TASK ITEM
The answer should be every line below, repeated exactly, with the images left out.

━━━━━ RECORDS SHOWN

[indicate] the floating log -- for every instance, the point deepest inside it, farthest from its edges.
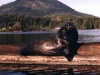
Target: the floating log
(50, 60)
(81, 49)
(87, 54)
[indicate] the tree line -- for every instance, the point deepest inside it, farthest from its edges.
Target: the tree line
(16, 22)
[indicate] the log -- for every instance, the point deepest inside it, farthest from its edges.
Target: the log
(87, 54)
(81, 49)
(50, 60)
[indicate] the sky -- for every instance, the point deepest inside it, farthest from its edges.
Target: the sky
(85, 6)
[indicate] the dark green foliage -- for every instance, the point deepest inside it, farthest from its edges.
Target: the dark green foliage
(17, 22)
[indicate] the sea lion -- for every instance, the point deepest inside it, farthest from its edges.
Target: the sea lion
(56, 45)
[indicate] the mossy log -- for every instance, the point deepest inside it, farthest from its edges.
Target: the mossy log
(81, 48)
(87, 54)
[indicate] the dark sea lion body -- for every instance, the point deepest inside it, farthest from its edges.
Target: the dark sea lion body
(57, 45)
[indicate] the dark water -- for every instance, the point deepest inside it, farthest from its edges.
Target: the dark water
(85, 36)
(26, 37)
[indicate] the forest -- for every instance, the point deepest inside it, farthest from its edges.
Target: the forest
(17, 22)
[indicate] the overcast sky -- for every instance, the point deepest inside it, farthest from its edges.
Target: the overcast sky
(85, 6)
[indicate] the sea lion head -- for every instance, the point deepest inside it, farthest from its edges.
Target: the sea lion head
(68, 32)
(68, 35)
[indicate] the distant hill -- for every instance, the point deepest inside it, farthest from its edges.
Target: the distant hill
(37, 8)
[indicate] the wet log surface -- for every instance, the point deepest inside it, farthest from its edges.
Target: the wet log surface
(87, 54)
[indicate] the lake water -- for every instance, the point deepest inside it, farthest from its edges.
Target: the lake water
(85, 36)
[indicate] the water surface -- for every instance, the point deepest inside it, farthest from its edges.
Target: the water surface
(85, 36)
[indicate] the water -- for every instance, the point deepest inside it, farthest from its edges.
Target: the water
(85, 36)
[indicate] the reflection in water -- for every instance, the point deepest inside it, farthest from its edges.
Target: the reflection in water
(48, 70)
(84, 36)
(26, 37)
(11, 73)
(21, 38)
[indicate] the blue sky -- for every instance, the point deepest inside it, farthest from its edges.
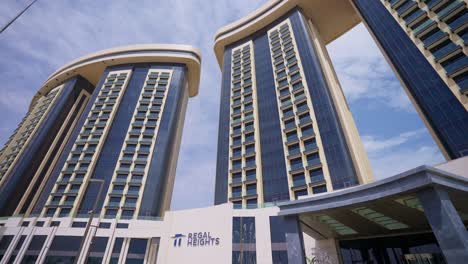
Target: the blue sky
(52, 33)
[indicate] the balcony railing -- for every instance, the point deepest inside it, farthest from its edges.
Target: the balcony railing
(299, 182)
(297, 166)
(439, 35)
(251, 192)
(445, 51)
(456, 66)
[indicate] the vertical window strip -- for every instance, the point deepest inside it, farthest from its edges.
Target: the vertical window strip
(28, 126)
(433, 32)
(295, 111)
(78, 168)
(244, 139)
(135, 155)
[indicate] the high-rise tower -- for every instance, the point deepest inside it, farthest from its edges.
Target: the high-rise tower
(425, 42)
(285, 128)
(111, 120)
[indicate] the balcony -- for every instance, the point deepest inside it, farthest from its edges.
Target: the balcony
(311, 147)
(305, 121)
(236, 181)
(113, 204)
(129, 205)
(136, 181)
(236, 195)
(77, 180)
(286, 104)
(116, 192)
(414, 17)
(249, 128)
(251, 192)
(450, 9)
(396, 3)
(291, 139)
(299, 98)
(309, 133)
(445, 51)
(298, 87)
(248, 108)
(459, 23)
(296, 167)
(295, 77)
(251, 178)
(67, 204)
(248, 118)
(250, 164)
(298, 183)
(249, 140)
(407, 7)
(236, 167)
(290, 126)
(292, 153)
(120, 180)
(432, 4)
(251, 206)
(288, 114)
(313, 163)
(434, 38)
(249, 153)
(315, 180)
(456, 66)
(133, 192)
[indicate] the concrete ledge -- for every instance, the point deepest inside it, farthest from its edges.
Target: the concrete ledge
(93, 65)
(343, 15)
(408, 181)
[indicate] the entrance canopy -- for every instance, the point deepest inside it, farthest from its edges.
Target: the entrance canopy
(420, 200)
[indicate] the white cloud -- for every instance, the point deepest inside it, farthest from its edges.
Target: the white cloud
(374, 144)
(364, 73)
(404, 159)
(395, 154)
(36, 45)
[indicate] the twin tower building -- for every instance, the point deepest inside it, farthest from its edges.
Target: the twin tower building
(103, 132)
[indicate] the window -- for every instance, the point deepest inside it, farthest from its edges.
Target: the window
(34, 248)
(4, 244)
(116, 250)
(64, 249)
(104, 225)
(137, 250)
(79, 224)
(243, 238)
(64, 212)
(319, 189)
(97, 249)
(145, 148)
(114, 199)
(50, 211)
(17, 248)
(300, 193)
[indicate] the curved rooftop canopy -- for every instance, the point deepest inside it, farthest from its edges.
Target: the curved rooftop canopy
(92, 66)
(331, 17)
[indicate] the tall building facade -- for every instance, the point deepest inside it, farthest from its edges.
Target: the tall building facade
(102, 134)
(285, 129)
(426, 44)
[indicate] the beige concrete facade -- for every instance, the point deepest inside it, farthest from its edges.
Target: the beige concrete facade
(344, 18)
(93, 65)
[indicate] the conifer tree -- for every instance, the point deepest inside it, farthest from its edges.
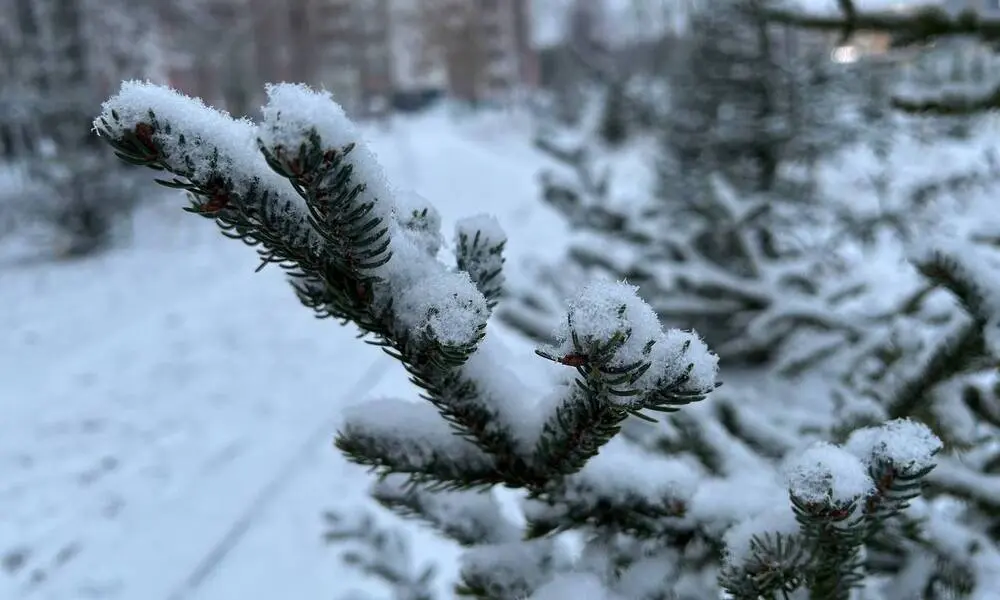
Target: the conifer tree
(301, 188)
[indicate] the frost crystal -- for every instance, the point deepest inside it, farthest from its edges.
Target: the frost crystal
(826, 473)
(448, 304)
(739, 538)
(569, 586)
(420, 220)
(908, 445)
(604, 309)
(210, 140)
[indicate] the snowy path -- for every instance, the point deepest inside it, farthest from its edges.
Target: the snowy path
(167, 413)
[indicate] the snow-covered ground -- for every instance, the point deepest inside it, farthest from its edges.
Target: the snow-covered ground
(167, 415)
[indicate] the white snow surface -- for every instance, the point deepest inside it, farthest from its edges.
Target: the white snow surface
(824, 473)
(909, 445)
(168, 414)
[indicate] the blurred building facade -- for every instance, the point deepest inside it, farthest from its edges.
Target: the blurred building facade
(366, 52)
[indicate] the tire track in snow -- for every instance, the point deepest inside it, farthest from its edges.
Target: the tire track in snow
(275, 485)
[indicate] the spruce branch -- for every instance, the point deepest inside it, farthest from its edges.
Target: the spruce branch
(469, 518)
(921, 26)
(381, 553)
(304, 191)
(774, 570)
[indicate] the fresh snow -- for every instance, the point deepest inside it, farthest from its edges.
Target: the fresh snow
(825, 473)
(908, 445)
(169, 414)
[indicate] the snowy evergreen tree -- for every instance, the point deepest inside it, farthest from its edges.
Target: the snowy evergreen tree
(63, 58)
(660, 515)
(736, 154)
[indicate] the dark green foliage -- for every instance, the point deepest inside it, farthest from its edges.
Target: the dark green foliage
(614, 126)
(382, 553)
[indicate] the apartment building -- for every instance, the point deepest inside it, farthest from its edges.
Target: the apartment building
(365, 51)
(473, 50)
(351, 40)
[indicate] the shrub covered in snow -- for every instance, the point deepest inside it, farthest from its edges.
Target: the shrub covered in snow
(302, 188)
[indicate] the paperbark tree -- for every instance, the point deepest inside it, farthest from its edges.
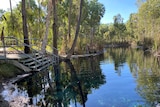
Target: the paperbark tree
(45, 38)
(69, 54)
(25, 30)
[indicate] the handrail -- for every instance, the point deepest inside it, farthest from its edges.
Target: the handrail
(19, 43)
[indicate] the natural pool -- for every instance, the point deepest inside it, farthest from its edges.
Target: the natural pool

━━━━━━━━━━

OUTPUT FOR THIS EXERCISE
[indicate] the floating log -- for every instance, the point deepest inside it, farthest from its edges.
Target: the floating log
(50, 60)
(81, 49)
(87, 54)
[indicate] the tree line -- for every instance, the point deepest inside it, farthest from its edges.
Target: the tree line
(16, 22)
[indicate] the log -- for every instance, the point deepest inside it, farthest from its edges.
Target: the log
(87, 54)
(81, 49)
(50, 60)
[indicate] the sky -- for every instance, the point deepest inside it, farthest from its edges.
Target: the sky
(85, 6)
[indicate] the dark green foliage -- for every instance, the point deepest inside it, farthest from its edges.
Target: the dark green foliage
(17, 22)
[indicate] the sea lion -- for every instance, the point deepest inside it, farthest from its edges.
Target: the sea lion
(56, 45)
[indicate] the mossy log -- for every instance, the point deepest inside it, farthest from its edges.
Target: the mossy log
(81, 48)
(87, 54)
[indicate] the dark sea lion body -- for every instance, the point deepest inside it, farthest from its edges.
Target: the dark sea lion body
(57, 45)
[indicate] the dark water -- for every instance, the point deepest inside it, farthest from its edges.
Target: the dark water
(85, 36)
(26, 37)
[indicate] the forest -- for every instance, the point deepest inside it, farthest from its edges.
Target: the forest
(17, 22)
[indicate] the overcast sky -- for every instance, the point deepest inside it, farthest from its edges.
Target: the overcast sky
(85, 6)
[indicate] the sea lion head -- for every instance, the point deepest inside it, farthest from its edges.
Target: the sea lion head
(68, 32)
(68, 35)
[indicate] the distant hill -- for every instance, the point deepest inside it, farthest from its edges.
Target: the distant hill
(37, 8)
[indicate] the wet log surface -- for every instance, the point deepest inside it, farthest from its edges.
Target: the wet log surface
(87, 54)
[indicate] the lake water -- for every instance, the point deepest inside it, farthest from its edges.
Target: the lake water
(85, 36)
[indicate] the water surface -- for every instance, the point deepest inside it, farthest from its edges.
Target: the water surface
(85, 36)
[indicate] the water -- for every instance, the point deepest inside it, farthest from its edges.
Target: the water
(85, 36)
[indicate] the reflection in water -- for every instance, the point deepest inside it, farthest from its edges.
Target: the reflection in water
(48, 70)
(84, 36)
(26, 37)
(11, 73)
(21, 38)
[indicate] the blue sky -- for every instance, the point deepest inside it, farthest from its edges.
Target: the blue sky
(52, 33)
[indicate] the balcony railing -- for every instance, the point deepest inside it, farthest from its edges.
Target: the balcony railing
(299, 182)
(297, 166)
(439, 35)
(251, 192)
(445, 51)
(456, 66)
[indicate] the vertical window strip -- for every instance, the point deepest inside it, farthest from its edges.
Target: the vertical window strip
(28, 126)
(433, 32)
(295, 111)
(78, 168)
(244, 139)
(135, 155)
[indicate] the high-rise tower -- for every instance, the point deepest inside it, farthest from its edges.
Target: the high-rise tower
(425, 42)
(285, 128)
(111, 120)
[indicate] the balcony -- for every instance, the point deepest inside it, farthest from its edges.
Target: the balcony
(311, 147)
(305, 121)
(236, 181)
(113, 204)
(129, 205)
(136, 181)
(236, 195)
(77, 180)
(286, 104)
(116, 192)
(414, 17)
(249, 128)
(251, 192)
(450, 9)
(396, 3)
(291, 139)
(299, 98)
(309, 133)
(445, 51)
(298, 87)
(248, 108)
(459, 23)
(296, 167)
(295, 77)
(251, 178)
(67, 204)
(248, 118)
(250, 164)
(298, 183)
(249, 140)
(407, 7)
(236, 167)
(290, 126)
(292, 153)
(120, 180)
(432, 4)
(251, 206)
(288, 114)
(313, 163)
(434, 38)
(249, 153)
(315, 180)
(456, 66)
(133, 192)
[indicate] the concrete ledge -- for every instance, the point deepest inside it, farthest from its edges.
Target: the concrete ledge
(93, 65)
(343, 15)
(408, 181)
[indicate] the entrance canopy -- for every instance, the point deepest inside it, farthest from its edges.
Target: the entrance canopy
(420, 200)
[indicate] the white cloud -- for every instance, the point deepest inside it, farthest from its edges.
Target: the white cloud
(374, 144)
(364, 73)
(404, 159)
(395, 154)
(36, 45)
[indicate] the twin tower building -- for every instance, the point deepest inside it, farthest from its edges.
Target: the twin tower building
(103, 132)
[indicate] the window -- for every instance, the point deepest inside it, farthest from its edges.
Target: the window
(34, 248)
(4, 244)
(116, 250)
(64, 249)
(104, 225)
(137, 250)
(79, 224)
(243, 238)
(64, 212)
(319, 189)
(97, 249)
(145, 148)
(114, 199)
(50, 211)
(17, 248)
(300, 193)
[indicate] the curved rooftop canopy -- for every instance, the point deepest inside it, farthest from its edges.
Target: the curved rooftop canopy
(92, 66)
(331, 17)
[indicate] the tall building facade -- for every instance, the point deepest inside it, farthest from its edges.
Target: the tall building facade
(102, 134)
(285, 129)
(426, 44)
[indicate] the beige concrete facade -- for every instance, the point deepest inside it, farthest from its edges.
Target: the beige concrete facade
(344, 18)
(93, 65)
[indicate] the conifer tree -- for every instance, the point deepest inside it, farthest from its edges.
Target: the conifer tree
(301, 188)
[indicate] the frost crystal -- for every instance, the point deepest inside it, farthest from its edges.
Target: the frost crystal
(826, 473)
(448, 304)
(739, 538)
(569, 586)
(420, 220)
(908, 445)
(604, 309)
(210, 140)
[indicate] the snowy path -- for every instance, the point deepest inside it, farthest from its edges.
Target: the snowy path
(167, 413)
[indicate] the snow-covered ground -- for every instance, the point deepest inside it, farthest from its edges.
Target: the snow-covered ground
(167, 415)
[indicate] the white snow surface -- for every instance, the point deepest inside it, farthest from its edges.
Target: the white snow surface
(824, 473)
(909, 445)
(168, 414)
[indicate] the blurred building facade -- for every instance, the point deepest inside it, farthest from its edges.
Target: the blurred building facade
(366, 52)
[indicate] the tire track in snow -- for every instance, the point deepest inside it, farthest from its edges.
Target: the tire track in snow
(275, 485)
[indicate] the spruce branch -- for every instance, the point deepest inside it, farthest from its edges.
Target: the spruce branch
(469, 518)
(921, 26)
(381, 553)
(304, 191)
(774, 570)
[indicate] the fresh snow -- for every instance, the point deepest inside it, farthest from its edges.
Target: the fresh snow
(825, 473)
(908, 445)
(169, 414)
[indicate] the snowy evergreen tree -- for every instance, the point deepest inside it, farthest from its edges.
Target: the snowy evergreen tree
(63, 58)
(660, 515)
(736, 154)
[indicate] the dark green foliage -- for every instance, the point deepest inside it, farthest from its edges.
Target: the dark green foliage
(614, 126)
(382, 553)
[indicate] the apartment building -- for every instance, the point deepest inside it, farthest from its edges.
Target: the apartment building
(365, 51)
(473, 50)
(351, 40)
[indicate] the shrub covered in snow -- for every instance, the point deepest inside it, farthest from its edges.
Target: the shrub covered in snow
(302, 188)
[indicate] the paperbark tree -- for every instance, the point deepest inside it, farthest from its edges.
Target: the paperbark tree
(45, 38)
(69, 54)
(25, 30)
[indicate] the handrail -- for every instance, the point deepest inside it, farthest from its edges.
Target: the handrail
(19, 43)
[indicate] the natural pool -- for every instance, the point deepest inside it, farthest from its edges.
Target: the natural pool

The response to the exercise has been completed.